Stated task
Find every line in the rows below that contains the string "cabinet", matching case exactly, and copy each of those lines in full.

Given information
::::::

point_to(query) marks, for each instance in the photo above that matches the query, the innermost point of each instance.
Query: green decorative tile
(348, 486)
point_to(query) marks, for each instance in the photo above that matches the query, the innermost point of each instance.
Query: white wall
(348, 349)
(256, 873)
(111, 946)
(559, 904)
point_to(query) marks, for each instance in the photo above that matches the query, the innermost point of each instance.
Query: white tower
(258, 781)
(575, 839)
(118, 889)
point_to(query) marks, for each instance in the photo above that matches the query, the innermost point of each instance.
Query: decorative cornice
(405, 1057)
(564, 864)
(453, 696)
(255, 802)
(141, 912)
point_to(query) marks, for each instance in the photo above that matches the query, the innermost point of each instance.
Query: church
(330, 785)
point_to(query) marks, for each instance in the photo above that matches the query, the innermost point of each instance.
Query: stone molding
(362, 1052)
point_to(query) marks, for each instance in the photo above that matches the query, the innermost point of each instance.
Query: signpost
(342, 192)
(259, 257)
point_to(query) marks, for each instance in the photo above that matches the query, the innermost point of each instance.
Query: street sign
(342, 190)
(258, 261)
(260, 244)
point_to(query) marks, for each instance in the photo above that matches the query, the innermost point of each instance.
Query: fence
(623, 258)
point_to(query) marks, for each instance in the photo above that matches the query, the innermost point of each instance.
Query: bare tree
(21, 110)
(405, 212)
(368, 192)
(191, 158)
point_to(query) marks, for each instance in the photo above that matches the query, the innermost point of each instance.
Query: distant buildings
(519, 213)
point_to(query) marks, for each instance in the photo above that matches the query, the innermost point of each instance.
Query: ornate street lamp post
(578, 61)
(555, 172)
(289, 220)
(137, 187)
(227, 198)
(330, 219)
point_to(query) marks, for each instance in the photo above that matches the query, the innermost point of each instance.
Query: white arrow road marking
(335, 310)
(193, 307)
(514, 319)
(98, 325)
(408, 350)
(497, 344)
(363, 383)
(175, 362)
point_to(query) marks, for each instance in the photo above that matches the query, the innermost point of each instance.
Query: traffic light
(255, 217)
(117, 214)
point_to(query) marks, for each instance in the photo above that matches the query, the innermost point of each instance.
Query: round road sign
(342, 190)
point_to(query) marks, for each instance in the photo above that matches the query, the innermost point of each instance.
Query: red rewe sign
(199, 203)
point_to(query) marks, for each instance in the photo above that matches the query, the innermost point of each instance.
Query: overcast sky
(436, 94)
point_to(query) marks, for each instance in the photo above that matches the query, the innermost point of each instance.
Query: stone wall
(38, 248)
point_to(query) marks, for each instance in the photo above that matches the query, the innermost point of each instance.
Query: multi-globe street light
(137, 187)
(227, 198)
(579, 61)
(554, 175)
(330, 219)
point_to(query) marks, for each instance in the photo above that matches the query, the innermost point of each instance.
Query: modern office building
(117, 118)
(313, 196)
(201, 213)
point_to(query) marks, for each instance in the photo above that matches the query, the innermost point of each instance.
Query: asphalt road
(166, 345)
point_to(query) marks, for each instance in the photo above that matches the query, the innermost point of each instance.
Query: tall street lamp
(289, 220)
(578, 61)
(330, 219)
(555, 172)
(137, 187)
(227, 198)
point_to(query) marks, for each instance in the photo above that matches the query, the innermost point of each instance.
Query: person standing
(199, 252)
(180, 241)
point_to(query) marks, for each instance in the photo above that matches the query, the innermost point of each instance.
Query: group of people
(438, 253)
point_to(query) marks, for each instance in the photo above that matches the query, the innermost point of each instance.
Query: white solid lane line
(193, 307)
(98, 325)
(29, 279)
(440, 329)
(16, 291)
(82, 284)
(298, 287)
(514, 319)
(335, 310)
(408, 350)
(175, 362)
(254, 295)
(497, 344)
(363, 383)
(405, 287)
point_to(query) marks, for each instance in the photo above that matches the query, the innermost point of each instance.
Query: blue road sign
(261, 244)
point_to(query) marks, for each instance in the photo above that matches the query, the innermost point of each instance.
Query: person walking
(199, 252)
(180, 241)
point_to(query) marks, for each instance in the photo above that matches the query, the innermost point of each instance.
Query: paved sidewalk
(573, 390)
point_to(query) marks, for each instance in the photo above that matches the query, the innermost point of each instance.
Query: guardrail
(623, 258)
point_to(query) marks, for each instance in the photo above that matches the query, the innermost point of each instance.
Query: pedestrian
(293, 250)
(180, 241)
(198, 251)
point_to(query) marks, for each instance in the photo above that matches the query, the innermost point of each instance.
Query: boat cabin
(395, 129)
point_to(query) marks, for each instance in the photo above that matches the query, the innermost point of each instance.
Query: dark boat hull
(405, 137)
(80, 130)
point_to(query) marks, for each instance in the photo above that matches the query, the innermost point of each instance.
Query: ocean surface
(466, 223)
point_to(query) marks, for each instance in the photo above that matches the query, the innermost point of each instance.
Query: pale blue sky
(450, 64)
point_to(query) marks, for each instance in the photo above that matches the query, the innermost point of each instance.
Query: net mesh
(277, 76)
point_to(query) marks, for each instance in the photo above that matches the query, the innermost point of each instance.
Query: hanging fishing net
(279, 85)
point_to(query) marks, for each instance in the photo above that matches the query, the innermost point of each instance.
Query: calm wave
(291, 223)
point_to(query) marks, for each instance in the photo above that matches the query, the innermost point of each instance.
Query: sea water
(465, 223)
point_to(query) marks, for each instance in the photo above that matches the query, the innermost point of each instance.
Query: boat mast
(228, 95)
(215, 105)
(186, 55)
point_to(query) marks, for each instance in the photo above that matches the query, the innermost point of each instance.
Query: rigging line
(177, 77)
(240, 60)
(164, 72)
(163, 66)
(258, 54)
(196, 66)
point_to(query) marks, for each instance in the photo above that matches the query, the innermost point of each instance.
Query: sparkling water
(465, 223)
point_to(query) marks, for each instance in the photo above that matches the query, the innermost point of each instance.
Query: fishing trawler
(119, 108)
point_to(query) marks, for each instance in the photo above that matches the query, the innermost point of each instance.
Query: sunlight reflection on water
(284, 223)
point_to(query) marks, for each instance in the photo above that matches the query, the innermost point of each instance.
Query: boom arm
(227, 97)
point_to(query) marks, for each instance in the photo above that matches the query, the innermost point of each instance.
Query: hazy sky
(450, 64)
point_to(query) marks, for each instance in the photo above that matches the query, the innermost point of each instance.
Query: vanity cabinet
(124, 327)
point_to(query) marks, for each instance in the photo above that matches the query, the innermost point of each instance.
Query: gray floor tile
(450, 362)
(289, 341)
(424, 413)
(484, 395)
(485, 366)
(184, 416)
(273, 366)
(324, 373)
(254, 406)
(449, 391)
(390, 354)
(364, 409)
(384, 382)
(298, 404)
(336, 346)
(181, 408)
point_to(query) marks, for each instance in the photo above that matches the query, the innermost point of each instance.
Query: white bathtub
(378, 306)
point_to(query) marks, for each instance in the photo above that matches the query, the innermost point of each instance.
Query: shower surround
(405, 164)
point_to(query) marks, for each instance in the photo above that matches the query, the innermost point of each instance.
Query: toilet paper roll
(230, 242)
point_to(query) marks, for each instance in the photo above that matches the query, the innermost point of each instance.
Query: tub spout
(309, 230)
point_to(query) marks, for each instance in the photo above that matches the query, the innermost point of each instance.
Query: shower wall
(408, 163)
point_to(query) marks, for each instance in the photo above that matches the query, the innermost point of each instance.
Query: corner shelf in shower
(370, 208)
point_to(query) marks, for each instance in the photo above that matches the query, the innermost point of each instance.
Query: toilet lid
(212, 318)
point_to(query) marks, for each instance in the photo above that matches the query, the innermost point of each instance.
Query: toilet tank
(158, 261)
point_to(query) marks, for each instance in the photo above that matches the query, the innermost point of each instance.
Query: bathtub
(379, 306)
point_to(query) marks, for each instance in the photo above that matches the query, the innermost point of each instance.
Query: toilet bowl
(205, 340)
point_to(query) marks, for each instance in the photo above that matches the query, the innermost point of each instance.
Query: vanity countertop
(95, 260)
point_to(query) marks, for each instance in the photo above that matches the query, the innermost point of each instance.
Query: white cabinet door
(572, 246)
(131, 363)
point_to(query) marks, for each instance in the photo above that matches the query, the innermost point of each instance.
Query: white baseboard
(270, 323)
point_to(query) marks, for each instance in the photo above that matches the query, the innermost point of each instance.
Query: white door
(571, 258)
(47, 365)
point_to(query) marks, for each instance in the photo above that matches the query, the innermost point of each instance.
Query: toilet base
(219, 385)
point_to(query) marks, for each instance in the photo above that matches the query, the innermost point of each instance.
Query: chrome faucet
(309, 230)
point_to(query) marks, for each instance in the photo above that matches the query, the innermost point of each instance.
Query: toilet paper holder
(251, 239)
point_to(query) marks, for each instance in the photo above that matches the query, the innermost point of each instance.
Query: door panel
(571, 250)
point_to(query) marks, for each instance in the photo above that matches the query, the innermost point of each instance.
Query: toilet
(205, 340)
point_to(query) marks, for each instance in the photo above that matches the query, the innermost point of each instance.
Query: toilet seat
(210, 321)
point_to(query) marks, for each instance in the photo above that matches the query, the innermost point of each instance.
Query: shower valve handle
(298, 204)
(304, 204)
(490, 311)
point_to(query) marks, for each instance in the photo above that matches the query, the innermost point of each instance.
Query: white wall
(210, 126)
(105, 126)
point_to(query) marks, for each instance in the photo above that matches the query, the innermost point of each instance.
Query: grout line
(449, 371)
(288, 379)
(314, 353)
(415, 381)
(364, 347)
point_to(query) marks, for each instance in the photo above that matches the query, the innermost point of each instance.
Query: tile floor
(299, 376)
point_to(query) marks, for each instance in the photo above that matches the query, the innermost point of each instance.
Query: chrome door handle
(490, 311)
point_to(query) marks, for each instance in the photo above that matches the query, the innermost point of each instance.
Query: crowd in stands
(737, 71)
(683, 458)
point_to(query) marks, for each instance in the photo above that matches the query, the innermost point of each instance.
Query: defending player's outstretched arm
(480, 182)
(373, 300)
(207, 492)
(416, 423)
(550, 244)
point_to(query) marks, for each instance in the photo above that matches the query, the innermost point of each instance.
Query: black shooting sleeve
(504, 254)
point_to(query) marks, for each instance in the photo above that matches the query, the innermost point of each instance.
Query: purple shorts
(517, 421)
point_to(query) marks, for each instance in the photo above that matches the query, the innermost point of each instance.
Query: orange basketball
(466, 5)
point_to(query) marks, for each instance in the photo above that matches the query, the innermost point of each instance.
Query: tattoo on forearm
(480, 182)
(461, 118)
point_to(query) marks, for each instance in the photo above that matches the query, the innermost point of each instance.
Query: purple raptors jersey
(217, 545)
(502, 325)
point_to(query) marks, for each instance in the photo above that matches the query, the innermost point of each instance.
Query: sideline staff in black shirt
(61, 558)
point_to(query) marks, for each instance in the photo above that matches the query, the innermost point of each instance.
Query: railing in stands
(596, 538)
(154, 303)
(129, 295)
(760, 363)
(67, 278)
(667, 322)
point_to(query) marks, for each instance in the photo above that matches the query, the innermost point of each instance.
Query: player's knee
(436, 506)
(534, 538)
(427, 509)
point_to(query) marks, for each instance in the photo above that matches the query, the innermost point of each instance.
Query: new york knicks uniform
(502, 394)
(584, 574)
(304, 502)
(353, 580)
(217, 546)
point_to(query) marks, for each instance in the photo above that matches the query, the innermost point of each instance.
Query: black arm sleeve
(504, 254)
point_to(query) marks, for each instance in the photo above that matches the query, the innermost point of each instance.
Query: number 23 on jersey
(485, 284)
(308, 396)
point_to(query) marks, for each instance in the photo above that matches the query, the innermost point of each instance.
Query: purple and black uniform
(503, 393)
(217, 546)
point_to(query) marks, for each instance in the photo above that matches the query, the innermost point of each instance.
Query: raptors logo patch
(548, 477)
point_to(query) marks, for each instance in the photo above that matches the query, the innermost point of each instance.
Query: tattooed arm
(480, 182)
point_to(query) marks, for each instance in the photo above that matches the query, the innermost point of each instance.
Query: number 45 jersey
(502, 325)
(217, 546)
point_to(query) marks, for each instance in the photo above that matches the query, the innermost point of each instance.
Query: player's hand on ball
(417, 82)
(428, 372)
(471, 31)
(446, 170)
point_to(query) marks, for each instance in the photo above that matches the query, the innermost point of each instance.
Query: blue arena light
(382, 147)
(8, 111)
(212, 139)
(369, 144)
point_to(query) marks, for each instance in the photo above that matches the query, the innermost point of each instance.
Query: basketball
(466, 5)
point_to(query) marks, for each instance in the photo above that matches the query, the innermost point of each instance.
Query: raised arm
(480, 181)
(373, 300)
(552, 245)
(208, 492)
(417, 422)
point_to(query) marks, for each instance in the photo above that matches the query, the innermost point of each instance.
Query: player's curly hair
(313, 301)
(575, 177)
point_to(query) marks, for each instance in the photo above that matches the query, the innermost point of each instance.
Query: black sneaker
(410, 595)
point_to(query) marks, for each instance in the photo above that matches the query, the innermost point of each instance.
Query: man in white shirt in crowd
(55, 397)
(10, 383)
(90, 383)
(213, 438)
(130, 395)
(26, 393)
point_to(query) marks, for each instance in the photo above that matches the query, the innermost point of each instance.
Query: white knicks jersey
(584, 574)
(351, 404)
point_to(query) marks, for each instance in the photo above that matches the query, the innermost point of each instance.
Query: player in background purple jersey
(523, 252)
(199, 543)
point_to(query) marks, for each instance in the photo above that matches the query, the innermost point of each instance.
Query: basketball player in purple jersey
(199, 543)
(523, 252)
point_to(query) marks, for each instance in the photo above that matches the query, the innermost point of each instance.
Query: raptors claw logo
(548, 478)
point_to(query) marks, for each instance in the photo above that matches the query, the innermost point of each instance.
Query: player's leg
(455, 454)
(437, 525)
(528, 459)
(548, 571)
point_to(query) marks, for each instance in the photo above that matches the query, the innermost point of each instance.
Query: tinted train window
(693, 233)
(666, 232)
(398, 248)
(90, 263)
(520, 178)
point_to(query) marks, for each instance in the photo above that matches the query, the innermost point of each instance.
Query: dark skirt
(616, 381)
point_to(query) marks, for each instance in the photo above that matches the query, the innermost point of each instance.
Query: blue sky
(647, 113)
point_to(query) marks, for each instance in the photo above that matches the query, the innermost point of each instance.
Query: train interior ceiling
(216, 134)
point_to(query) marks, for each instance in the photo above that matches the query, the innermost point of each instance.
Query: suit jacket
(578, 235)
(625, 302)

::::::

Response
Query: vanity cabinet
Query: white cabinet door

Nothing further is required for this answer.